Set exercise 1
Pick out every line of the records that contains the word "hand".

Southern Vegetable Breadpudding: More than just a side!
This southern vegetable breadpudding is a great example of what The BBQ Bastard stands for. I started this blog to share my experiments that go beyond the classic KCBS style. Vegetarian meals are among them. They usually don’t get much attention but hey… I like it! Those who skip this won’t know what they are missing!
Disclosure: "This post may contain test products and affiliate links. All opionions shared are my own."
Smoked Mushroom Breadpudding
A while ago I wrote a review about Steven Raichlen’s “Project Smoke” (buy now for $15) . In that review I mentioned some recipes that inspired me. The Smoked Mushroom Breadpudding was one of them! The idea of making a vegetable breadpudding speaks to my imagination. I played with the idea of making the breadpudding like it was mentioned in the book. Somehow I thought it was rather a recipe for during winter. So expect me to try the original recipe one day served with a nice piece of game! This time I’m going for some summer vibes on my Napoleon Rogue. I added vine wood to the cast iron tray for a smokey touch. For those in doubt if it works! Ask me for the evidence :). I have a low quality movie from this session.

Set exercise 2
Rewrite the breadpudding post starting at "This southern vegetable" and ending at "they are missing!", with "blog" replaced by "website".

The input

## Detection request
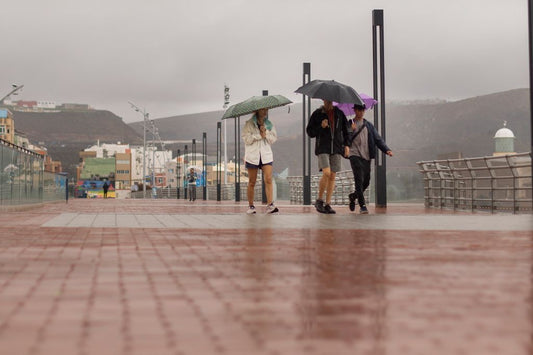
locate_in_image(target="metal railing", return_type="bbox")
[417,152,533,213]
[0,139,67,206]
[287,170,371,205]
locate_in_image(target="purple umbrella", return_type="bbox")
[333,93,378,116]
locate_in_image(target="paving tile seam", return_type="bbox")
[42,213,533,231]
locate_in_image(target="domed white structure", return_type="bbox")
[494,121,516,155]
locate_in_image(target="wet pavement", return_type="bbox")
[0,200,533,355]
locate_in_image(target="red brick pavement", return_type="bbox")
[0,200,533,355]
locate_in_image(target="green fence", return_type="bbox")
[0,139,67,206]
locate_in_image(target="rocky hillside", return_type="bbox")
[13,110,142,176]
[130,89,530,175]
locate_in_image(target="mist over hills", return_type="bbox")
[6,89,531,176]
[130,89,530,175]
[9,110,142,176]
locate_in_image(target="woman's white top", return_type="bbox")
[242,116,278,165]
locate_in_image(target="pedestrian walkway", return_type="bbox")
[0,199,533,355]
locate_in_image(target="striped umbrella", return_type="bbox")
[222,95,292,119]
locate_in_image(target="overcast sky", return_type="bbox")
[0,0,529,122]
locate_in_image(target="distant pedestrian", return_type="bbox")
[187,168,198,201]
[102,180,109,198]
[306,100,349,214]
[348,105,393,214]
[242,108,279,214]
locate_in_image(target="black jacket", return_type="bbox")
[307,106,350,156]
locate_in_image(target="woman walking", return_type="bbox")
[242,108,279,214]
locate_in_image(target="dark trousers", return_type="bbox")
[189,182,196,201]
[350,156,370,206]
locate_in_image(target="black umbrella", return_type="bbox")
[295,80,364,105]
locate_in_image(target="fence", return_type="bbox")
[131,170,372,205]
[0,139,67,206]
[287,170,371,205]
[417,152,532,213]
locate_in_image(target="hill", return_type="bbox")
[8,110,142,176]
[5,89,531,184]
[130,89,530,175]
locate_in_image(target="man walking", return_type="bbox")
[348,105,393,214]
[306,100,350,214]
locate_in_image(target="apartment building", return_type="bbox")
[0,109,15,144]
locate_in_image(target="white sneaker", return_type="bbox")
[266,203,279,214]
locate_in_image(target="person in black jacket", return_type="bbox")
[306,100,350,214]
[348,105,393,214]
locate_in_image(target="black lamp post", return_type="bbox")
[183,144,189,199]
[176,149,181,200]
[302,63,311,205]
[202,132,207,201]
[528,0,533,209]
[372,10,387,207]
[217,122,222,201]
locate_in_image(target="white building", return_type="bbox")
[493,121,516,155]
[84,141,130,158]
[131,146,172,181]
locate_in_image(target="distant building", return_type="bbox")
[115,154,131,189]
[78,158,115,181]
[0,109,15,144]
[493,121,516,156]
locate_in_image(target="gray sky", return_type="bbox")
[0,0,529,122]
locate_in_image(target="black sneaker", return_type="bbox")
[348,192,356,212]
[324,204,337,214]
[315,200,328,213]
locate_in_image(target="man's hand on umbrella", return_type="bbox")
[259,125,266,138]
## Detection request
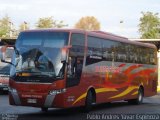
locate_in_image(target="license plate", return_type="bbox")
[27,99,37,103]
[3,88,8,90]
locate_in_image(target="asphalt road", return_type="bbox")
[0,94,160,120]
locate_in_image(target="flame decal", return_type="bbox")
[72,88,117,105]
[109,86,138,99]
[132,91,138,95]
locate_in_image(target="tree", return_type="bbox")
[139,12,160,39]
[36,17,68,28]
[19,21,29,31]
[75,16,100,30]
[0,15,13,37]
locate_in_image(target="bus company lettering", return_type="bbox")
[22,94,42,98]
[95,66,122,73]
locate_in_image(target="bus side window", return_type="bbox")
[66,33,85,87]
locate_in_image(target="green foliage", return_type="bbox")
[75,16,100,30]
[0,15,12,37]
[36,17,68,28]
[139,12,160,39]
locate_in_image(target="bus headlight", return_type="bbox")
[49,88,66,95]
[9,88,17,93]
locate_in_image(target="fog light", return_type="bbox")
[49,88,66,95]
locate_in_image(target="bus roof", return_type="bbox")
[23,28,156,49]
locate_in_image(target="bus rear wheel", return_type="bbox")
[128,87,144,105]
[41,107,48,112]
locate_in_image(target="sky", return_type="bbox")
[0,0,160,38]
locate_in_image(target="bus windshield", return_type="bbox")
[10,31,69,78]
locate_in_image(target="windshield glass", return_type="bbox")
[10,31,69,78]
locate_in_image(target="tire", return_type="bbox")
[84,91,93,113]
[128,88,144,105]
[41,107,48,112]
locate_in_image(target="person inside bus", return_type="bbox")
[22,57,35,69]
[76,59,83,78]
[37,51,49,71]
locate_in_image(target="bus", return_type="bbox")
[2,29,157,112]
[0,46,14,92]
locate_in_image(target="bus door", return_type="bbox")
[66,33,85,87]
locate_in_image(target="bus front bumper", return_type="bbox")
[9,89,63,108]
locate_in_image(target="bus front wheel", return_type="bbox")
[41,107,48,112]
[84,90,93,112]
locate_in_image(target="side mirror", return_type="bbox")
[0,46,14,64]
[61,45,72,62]
[0,46,7,62]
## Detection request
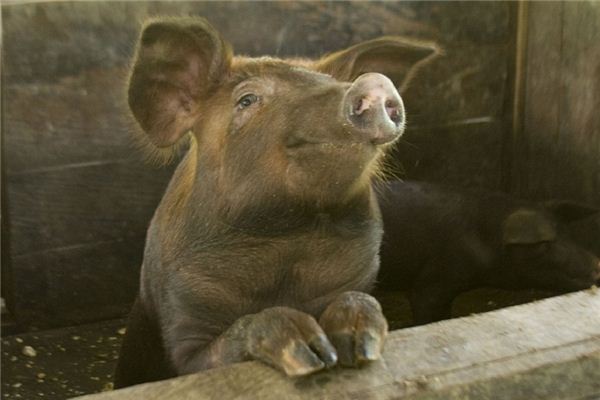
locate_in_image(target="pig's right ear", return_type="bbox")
[315,36,442,92]
[128,18,231,147]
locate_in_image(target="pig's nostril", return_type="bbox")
[354,98,363,114]
[385,100,403,125]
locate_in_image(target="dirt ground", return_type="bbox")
[1,289,551,400]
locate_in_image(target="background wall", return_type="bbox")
[2,2,600,329]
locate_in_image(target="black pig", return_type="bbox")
[378,181,600,324]
[115,18,436,387]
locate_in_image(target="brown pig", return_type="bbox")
[115,18,437,387]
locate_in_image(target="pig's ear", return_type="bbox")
[544,200,600,222]
[502,208,556,245]
[128,18,231,147]
[316,36,442,92]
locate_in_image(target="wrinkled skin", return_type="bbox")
[378,182,600,324]
[115,19,436,387]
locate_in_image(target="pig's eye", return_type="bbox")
[237,93,258,109]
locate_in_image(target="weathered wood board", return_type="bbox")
[512,1,600,207]
[74,289,600,400]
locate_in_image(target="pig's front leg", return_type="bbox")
[319,292,388,367]
[172,307,337,376]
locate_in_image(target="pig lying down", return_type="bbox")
[115,18,436,387]
[378,182,600,324]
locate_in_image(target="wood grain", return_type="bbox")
[74,290,600,400]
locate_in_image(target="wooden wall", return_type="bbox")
[2,2,552,328]
[511,1,600,207]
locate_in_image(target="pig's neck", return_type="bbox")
[159,149,379,239]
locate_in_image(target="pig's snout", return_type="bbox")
[343,73,405,144]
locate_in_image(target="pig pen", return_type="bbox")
[1,1,600,399]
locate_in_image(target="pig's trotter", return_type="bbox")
[319,292,388,367]
[246,307,337,376]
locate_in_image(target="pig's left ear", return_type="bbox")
[128,18,231,148]
[315,36,442,92]
[502,208,556,245]
[544,200,600,222]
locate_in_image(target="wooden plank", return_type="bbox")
[513,1,600,205]
[74,290,600,400]
[552,1,600,207]
[390,120,508,190]
[12,234,144,330]
[7,162,171,257]
[2,1,511,82]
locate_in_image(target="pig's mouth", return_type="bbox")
[286,134,401,151]
[286,138,367,150]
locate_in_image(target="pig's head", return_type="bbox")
[128,18,437,212]
[503,201,600,292]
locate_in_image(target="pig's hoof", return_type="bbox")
[319,292,388,367]
[247,307,337,376]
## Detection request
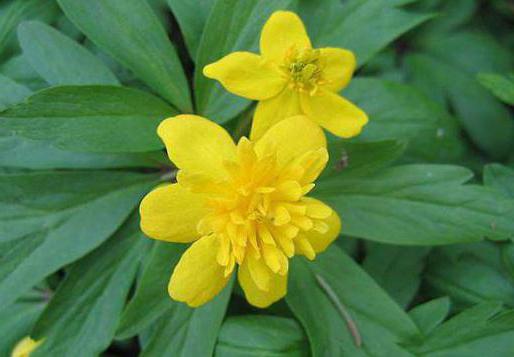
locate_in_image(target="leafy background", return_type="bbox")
[0,0,514,357]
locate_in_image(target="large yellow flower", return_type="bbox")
[140,115,340,307]
[203,11,368,139]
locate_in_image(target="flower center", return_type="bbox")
[282,47,323,94]
[186,138,331,276]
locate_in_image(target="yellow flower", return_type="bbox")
[203,11,368,139]
[11,336,42,357]
[140,115,340,307]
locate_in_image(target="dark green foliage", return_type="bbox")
[0,0,514,357]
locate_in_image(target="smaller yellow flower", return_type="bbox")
[11,336,42,357]
[203,11,368,139]
[140,115,340,307]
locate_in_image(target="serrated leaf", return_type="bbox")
[117,242,186,339]
[0,129,169,170]
[194,0,292,123]
[477,73,514,105]
[405,31,514,159]
[215,315,309,357]
[141,279,230,357]
[343,78,466,163]
[484,164,514,199]
[362,242,430,308]
[300,0,431,65]
[0,171,157,308]
[286,246,419,357]
[31,215,150,356]
[0,0,58,55]
[0,86,175,153]
[322,140,406,178]
[408,303,514,357]
[18,21,119,85]
[58,0,192,112]
[315,165,514,245]
[167,0,215,60]
[425,242,514,308]
[0,55,48,90]
[409,297,450,336]
[0,75,31,110]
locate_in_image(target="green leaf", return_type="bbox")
[425,242,514,307]
[0,171,156,308]
[286,246,419,357]
[18,21,118,85]
[215,315,309,357]
[477,73,514,105]
[117,242,186,339]
[343,78,466,163]
[362,243,430,307]
[0,0,58,54]
[141,279,234,357]
[167,0,215,60]
[0,86,174,153]
[300,0,431,65]
[58,0,192,112]
[0,129,169,170]
[484,164,514,199]
[32,215,150,356]
[409,303,514,357]
[409,297,450,336]
[405,32,514,159]
[322,139,406,178]
[0,55,48,90]
[0,75,31,110]
[0,301,45,356]
[194,0,292,123]
[315,165,514,245]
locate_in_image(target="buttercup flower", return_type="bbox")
[140,115,340,307]
[11,336,42,357]
[203,11,368,139]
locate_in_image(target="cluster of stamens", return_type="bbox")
[186,138,332,276]
[282,46,326,95]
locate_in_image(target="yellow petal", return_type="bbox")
[139,184,207,243]
[260,11,312,63]
[243,254,272,291]
[168,235,230,307]
[319,48,357,92]
[250,88,301,140]
[300,90,368,138]
[238,263,287,308]
[157,115,236,179]
[11,336,43,357]
[302,197,334,219]
[255,116,326,167]
[298,198,341,253]
[203,52,287,100]
[295,147,328,184]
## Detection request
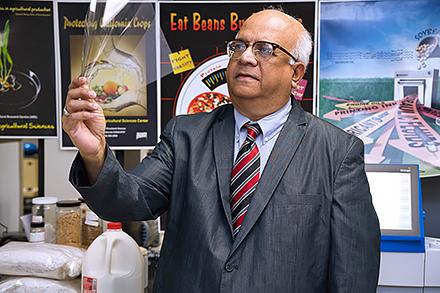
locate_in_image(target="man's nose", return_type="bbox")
[240,46,257,65]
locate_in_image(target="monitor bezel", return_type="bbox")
[365,164,423,237]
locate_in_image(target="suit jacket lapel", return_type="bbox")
[230,101,306,255]
[213,106,235,233]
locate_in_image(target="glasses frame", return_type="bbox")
[225,39,298,65]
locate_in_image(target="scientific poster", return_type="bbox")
[58,2,158,149]
[160,1,315,127]
[0,0,57,138]
[317,0,440,176]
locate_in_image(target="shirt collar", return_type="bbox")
[234,100,292,144]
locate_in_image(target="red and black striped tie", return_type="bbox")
[230,123,261,238]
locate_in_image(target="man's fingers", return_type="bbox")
[66,99,100,114]
[63,111,104,124]
[66,87,96,102]
[69,76,88,90]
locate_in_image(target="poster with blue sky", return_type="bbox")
[316,0,440,177]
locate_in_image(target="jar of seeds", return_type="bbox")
[56,200,82,247]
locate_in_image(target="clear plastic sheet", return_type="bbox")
[0,277,81,293]
[0,242,85,280]
[81,0,155,112]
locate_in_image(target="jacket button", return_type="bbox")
[225,262,234,273]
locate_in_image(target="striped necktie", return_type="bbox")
[230,123,261,238]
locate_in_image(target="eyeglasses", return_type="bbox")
[226,40,298,64]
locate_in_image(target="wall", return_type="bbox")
[0,141,20,232]
[44,139,80,200]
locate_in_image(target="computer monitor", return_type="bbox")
[365,164,423,250]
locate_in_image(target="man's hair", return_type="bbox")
[264,5,313,66]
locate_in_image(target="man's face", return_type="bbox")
[226,10,297,109]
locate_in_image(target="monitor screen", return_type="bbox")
[365,164,420,236]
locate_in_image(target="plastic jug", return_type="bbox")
[81,223,144,293]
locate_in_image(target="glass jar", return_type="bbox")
[32,196,58,243]
[56,200,82,247]
[78,198,102,249]
[81,208,102,249]
[29,222,45,242]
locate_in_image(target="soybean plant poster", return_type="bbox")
[317,0,440,176]
[0,0,57,138]
[58,2,158,149]
[160,1,315,127]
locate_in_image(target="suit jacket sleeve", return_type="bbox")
[69,119,176,221]
[328,138,380,293]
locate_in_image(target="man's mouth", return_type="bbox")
[235,72,258,80]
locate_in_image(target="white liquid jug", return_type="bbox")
[81,223,144,293]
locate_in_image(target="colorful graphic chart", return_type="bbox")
[317,0,440,176]
[160,1,315,127]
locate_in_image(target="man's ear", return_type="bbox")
[292,62,306,89]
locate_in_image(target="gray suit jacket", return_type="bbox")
[70,102,380,293]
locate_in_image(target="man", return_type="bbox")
[63,10,380,293]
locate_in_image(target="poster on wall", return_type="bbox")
[0,0,57,138]
[160,1,315,127]
[58,2,158,149]
[317,0,440,177]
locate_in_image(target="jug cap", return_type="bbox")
[107,222,122,230]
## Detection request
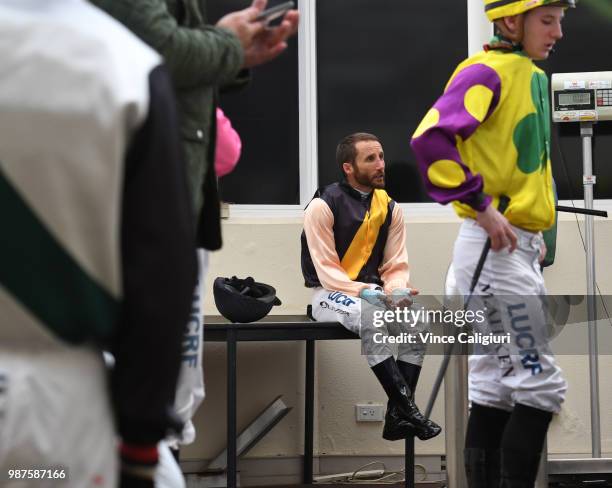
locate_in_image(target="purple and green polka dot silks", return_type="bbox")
[412,47,555,232]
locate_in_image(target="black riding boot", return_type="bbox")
[390,360,421,441]
[463,403,511,488]
[396,361,421,394]
[463,447,501,488]
[372,357,442,440]
[500,404,552,488]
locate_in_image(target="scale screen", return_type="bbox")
[559,93,591,106]
[550,71,612,122]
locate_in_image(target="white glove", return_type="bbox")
[359,288,387,307]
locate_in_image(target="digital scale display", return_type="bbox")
[554,90,595,111]
[559,93,591,106]
[550,71,612,123]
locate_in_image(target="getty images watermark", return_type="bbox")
[360,294,612,358]
[372,306,511,346]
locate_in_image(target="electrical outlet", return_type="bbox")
[355,403,385,422]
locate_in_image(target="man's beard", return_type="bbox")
[353,166,385,189]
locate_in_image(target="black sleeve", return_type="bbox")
[111,63,197,444]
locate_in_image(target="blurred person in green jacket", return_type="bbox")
[90,0,299,476]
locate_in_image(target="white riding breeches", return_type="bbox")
[447,219,567,413]
[312,288,426,367]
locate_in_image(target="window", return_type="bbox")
[208,0,612,207]
[317,0,467,202]
[208,0,300,204]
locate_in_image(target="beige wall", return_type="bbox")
[182,211,612,460]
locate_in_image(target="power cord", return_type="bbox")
[556,124,612,326]
[318,461,428,485]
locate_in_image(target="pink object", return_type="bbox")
[215,107,242,177]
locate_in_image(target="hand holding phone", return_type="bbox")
[255,1,294,24]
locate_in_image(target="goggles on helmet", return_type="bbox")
[485,0,577,21]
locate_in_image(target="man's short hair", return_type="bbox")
[336,132,380,174]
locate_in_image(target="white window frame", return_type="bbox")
[229,0,612,221]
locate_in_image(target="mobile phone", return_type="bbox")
[255,1,294,23]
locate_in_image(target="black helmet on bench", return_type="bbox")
[213,276,281,323]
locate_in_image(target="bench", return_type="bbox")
[204,315,414,488]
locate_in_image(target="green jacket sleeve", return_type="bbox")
[91,0,244,89]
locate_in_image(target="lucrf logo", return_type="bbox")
[327,291,355,307]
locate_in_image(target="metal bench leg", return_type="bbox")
[227,330,237,488]
[404,436,414,488]
[303,339,315,485]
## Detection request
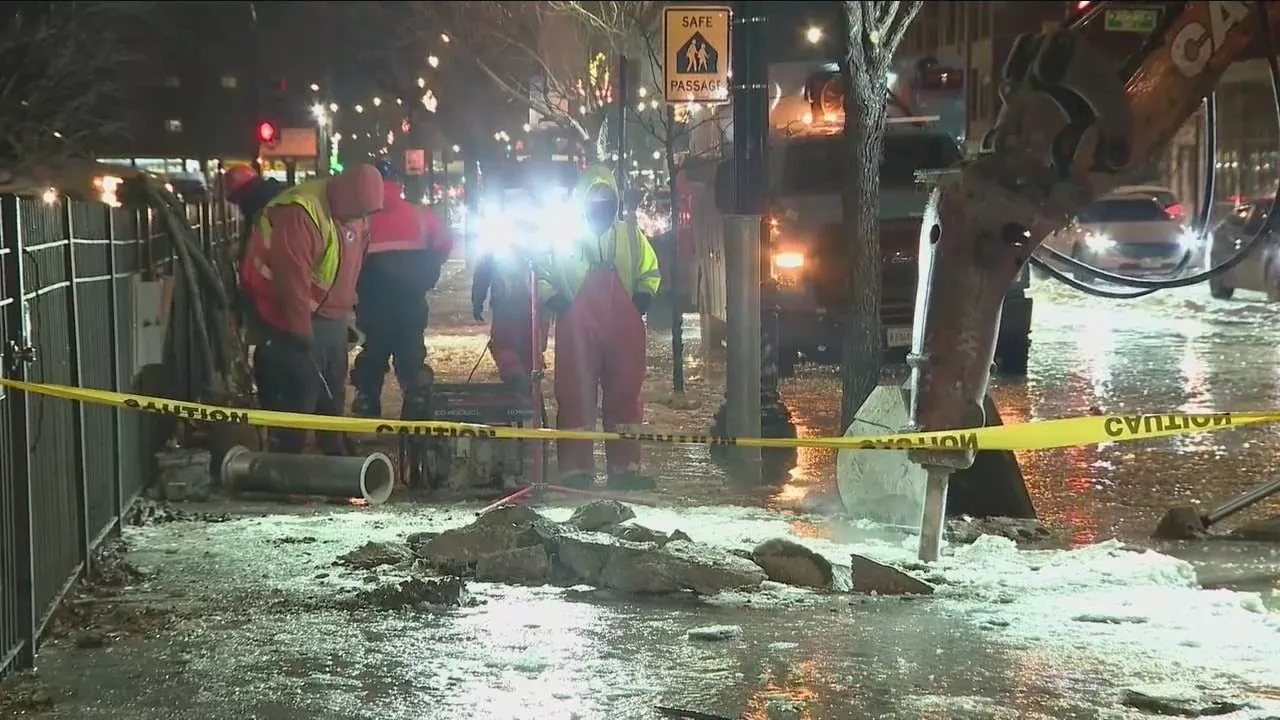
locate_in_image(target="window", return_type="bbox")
[1079,199,1169,223]
[778,132,961,196]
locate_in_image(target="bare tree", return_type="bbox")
[841,1,924,427]
[419,1,632,159]
[0,1,150,172]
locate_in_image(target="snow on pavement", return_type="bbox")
[544,506,1280,693]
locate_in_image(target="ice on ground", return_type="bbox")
[548,506,1280,691]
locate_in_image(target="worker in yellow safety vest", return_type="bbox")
[535,165,660,491]
[241,165,383,455]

Response 1
locate_in_image(target="man's hand on umbrella", return_type="bbox")
locate_in_image(target="hand holding phone", return_type="bbox")

Response 2
This southern vegetable breadpudding is a great example of what The BBQ Bastard stands for. I started this website to share my experiments that go beyond the classic KCBS style. Vegetarian meals are among them. They usually don’t get much attention but hey… I like it! Those who skip this won’t know what they are missing!